[Brief]
Render all of the data below as a Markdown table with the columns "Row" and "Line", giving each nonblank line its own numbered row. Leave the pictures out.

───

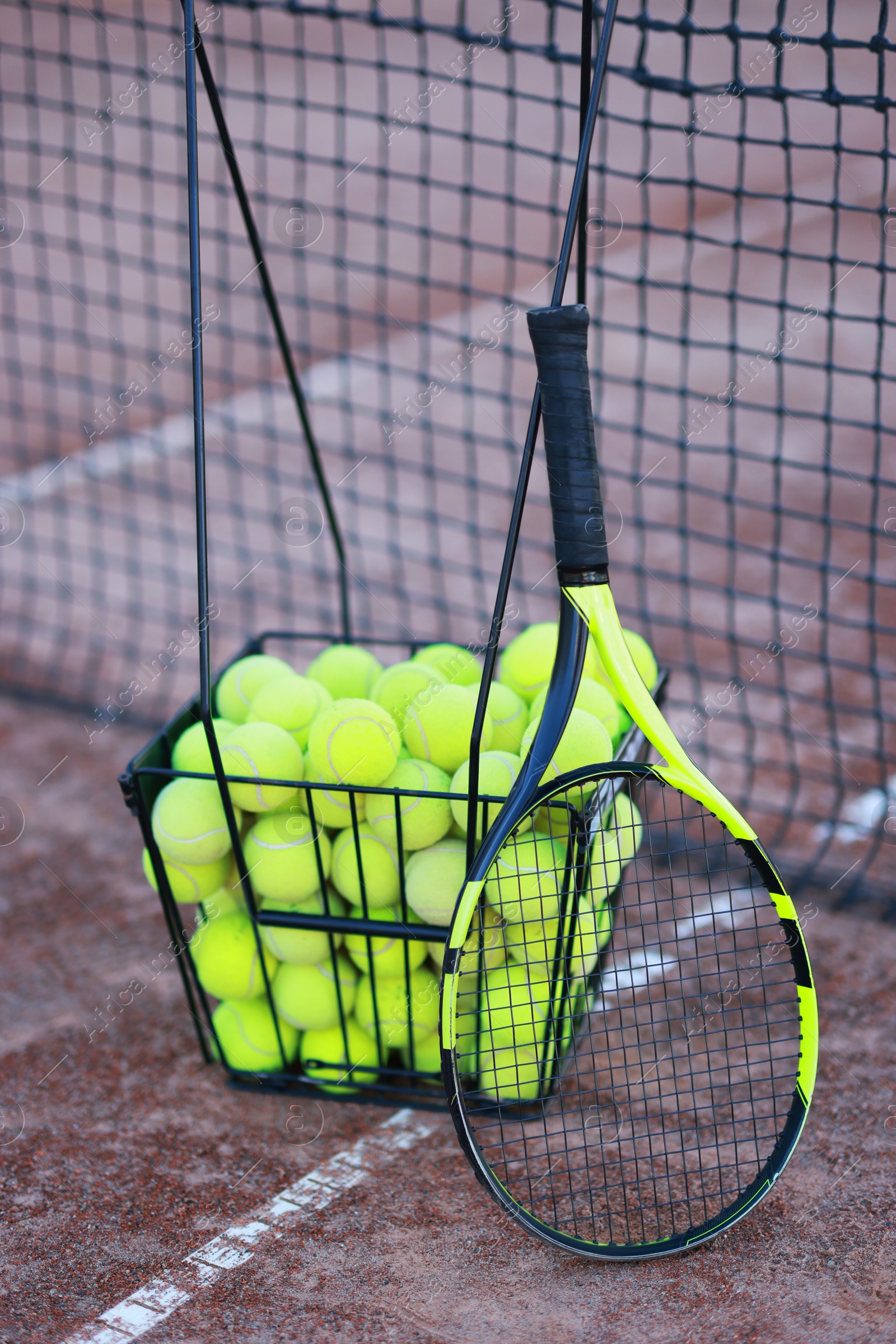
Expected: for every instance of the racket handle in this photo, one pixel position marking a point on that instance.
(561, 343)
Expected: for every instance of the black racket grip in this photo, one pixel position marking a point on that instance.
(561, 343)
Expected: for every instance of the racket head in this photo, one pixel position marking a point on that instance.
(655, 1089)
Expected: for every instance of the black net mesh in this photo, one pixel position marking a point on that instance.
(631, 1068)
(409, 169)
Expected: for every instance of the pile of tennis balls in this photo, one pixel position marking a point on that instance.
(343, 1003)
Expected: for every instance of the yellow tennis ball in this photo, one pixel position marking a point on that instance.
(438, 726)
(248, 1036)
(242, 682)
(625, 821)
(379, 867)
(528, 661)
(393, 1003)
(226, 901)
(594, 698)
(641, 656)
(514, 1011)
(401, 685)
(292, 703)
(423, 820)
(301, 947)
(226, 959)
(191, 749)
(454, 663)
(481, 952)
(287, 857)
(526, 880)
(585, 742)
(511, 1075)
(497, 772)
(309, 998)
(347, 671)
(388, 954)
(325, 1058)
(510, 717)
(268, 753)
(354, 742)
(538, 944)
(428, 1058)
(189, 821)
(433, 880)
(190, 882)
(332, 808)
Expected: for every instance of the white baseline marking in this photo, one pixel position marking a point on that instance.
(155, 1301)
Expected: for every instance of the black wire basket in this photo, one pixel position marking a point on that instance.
(396, 1076)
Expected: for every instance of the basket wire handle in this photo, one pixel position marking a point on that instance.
(577, 203)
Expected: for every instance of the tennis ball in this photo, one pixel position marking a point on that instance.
(526, 880)
(625, 820)
(189, 821)
(433, 880)
(332, 807)
(585, 742)
(386, 954)
(379, 867)
(394, 1002)
(594, 698)
(401, 685)
(423, 820)
(512, 1010)
(325, 1057)
(191, 749)
(248, 1036)
(497, 772)
(510, 717)
(226, 959)
(354, 742)
(308, 998)
(428, 1058)
(287, 857)
(292, 703)
(511, 1075)
(226, 901)
(242, 682)
(454, 663)
(641, 656)
(268, 753)
(190, 882)
(528, 661)
(438, 726)
(301, 947)
(347, 671)
(535, 942)
(488, 955)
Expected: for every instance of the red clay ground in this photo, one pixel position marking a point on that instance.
(133, 1154)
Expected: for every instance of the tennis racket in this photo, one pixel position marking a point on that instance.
(634, 1077)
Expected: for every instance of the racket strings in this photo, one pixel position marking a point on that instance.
(629, 1069)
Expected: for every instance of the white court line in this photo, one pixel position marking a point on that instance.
(157, 1300)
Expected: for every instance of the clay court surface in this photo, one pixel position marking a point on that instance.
(135, 1154)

───

[Written answer]
| Row | Line |
|---|---|
| 1 | Expected: for every instance of the racket handle in this photo, one pixel position marking a point on that instance. |
| 2 | (561, 343) |
| 3 | Expected: for every instance of the black racket grip in this photo, one pixel position marking a point on that instance. |
| 4 | (561, 343) |
| 5 | Expected: for every instance of the racket head in this photo, one pixel position marking a point on that instance. |
| 6 | (655, 1089) |
| 7 | Expected: for every instance of the black net mesh in this photo, one pixel position marking a point on that instance. |
| 8 | (631, 1068) |
| 9 | (409, 169) |
| 10 | Expected: for every instance of the pile of tennis balls in this photo, one pixel position marking a point on that instance. |
| 11 | (343, 1003) |
| 12 | Expected: for every instance of the yellow tennis ball in this photo, one pixel position marking a point on that instance. |
| 13 | (438, 726) |
| 14 | (248, 1036) |
| 15 | (242, 682) |
| 16 | (625, 821) |
| 17 | (379, 867) |
| 18 | (528, 661) |
| 19 | (393, 1003) |
| 20 | (226, 901) |
| 21 | (594, 698) |
| 22 | (641, 656) |
| 23 | (514, 1011) |
| 24 | (401, 685) |
| 25 | (292, 703) |
| 26 | (423, 820) |
| 27 | (301, 947) |
| 28 | (226, 959) |
| 29 | (191, 749) |
| 30 | (454, 663) |
| 31 | (481, 952) |
| 32 | (287, 857) |
| 33 | (526, 880) |
| 34 | (585, 742) |
| 35 | (511, 1075) |
| 36 | (497, 772) |
| 37 | (309, 998) |
| 38 | (347, 671) |
| 39 | (388, 954) |
| 40 | (325, 1058) |
| 41 | (510, 717) |
| 42 | (268, 753) |
| 43 | (354, 742) |
| 44 | (538, 944) |
| 45 | (428, 1058) |
| 46 | (189, 821) |
| 47 | (433, 880) |
| 48 | (190, 882) |
| 49 | (332, 808) |
| 50 | Expected: for every instance of the white baseline marking in this photo, one pixel position marking a point on that instance. |
| 51 | (155, 1301) |
| 52 | Expected: for every instance of the black wire basket in this photo, one pixel position marking a point on that instance. |
| 53 | (396, 1076) |
| 54 | Expected: for every instance of the basket wire handle in this photo, one pixel position marking a point on that instance. |
| 55 | (577, 203) |
| 56 | Expected: for every instance of the tennis ball in this photo, one pixel position marking a point on that instance. |
| 57 | (526, 880) |
| 58 | (625, 820) |
| 59 | (189, 821) |
| 60 | (433, 880) |
| 61 | (332, 807) |
| 62 | (585, 742) |
| 63 | (386, 954) |
| 64 | (379, 867) |
| 65 | (394, 1002) |
| 66 | (594, 698) |
| 67 | (401, 685) |
| 68 | (423, 820) |
| 69 | (512, 1010) |
| 70 | (325, 1057) |
| 71 | (191, 749) |
| 72 | (248, 1036) |
| 73 | (497, 772) |
| 74 | (510, 717) |
| 75 | (226, 959) |
| 76 | (354, 742) |
| 77 | (308, 998) |
| 78 | (428, 1058) |
| 79 | (287, 857) |
| 80 | (292, 703) |
| 81 | (511, 1075) |
| 82 | (226, 901) |
| 83 | (242, 682) |
| 84 | (454, 663) |
| 85 | (641, 656) |
| 86 | (268, 753) |
| 87 | (190, 882) |
| 88 | (528, 661) |
| 89 | (438, 726) |
| 90 | (301, 947) |
| 91 | (347, 671) |
| 92 | (535, 942) |
| 93 | (488, 955) |
| 94 | Expected: for every instance of the red clay ground in this photo, one pixel position marking a point on that instance. |
| 95 | (133, 1154) |
| 96 | Expected: for every instance of the tennis racket in this photo, one pixel position marking a point on that instance. |
| 97 | (634, 1077) |
| 98 | Expected: for every instance of the racket strings in this photo, one pixel position marking a point on that instance. |
| 99 | (629, 1069) |
| 100 | Expected: for every instance of the white court line in this photo, one pixel position marking a point on that instance. |
| 101 | (157, 1300) |
| 102 | Expected: for every instance of the clay court surface in this photo, one pixel position marking a point on that instance. |
| 103 | (135, 1154) |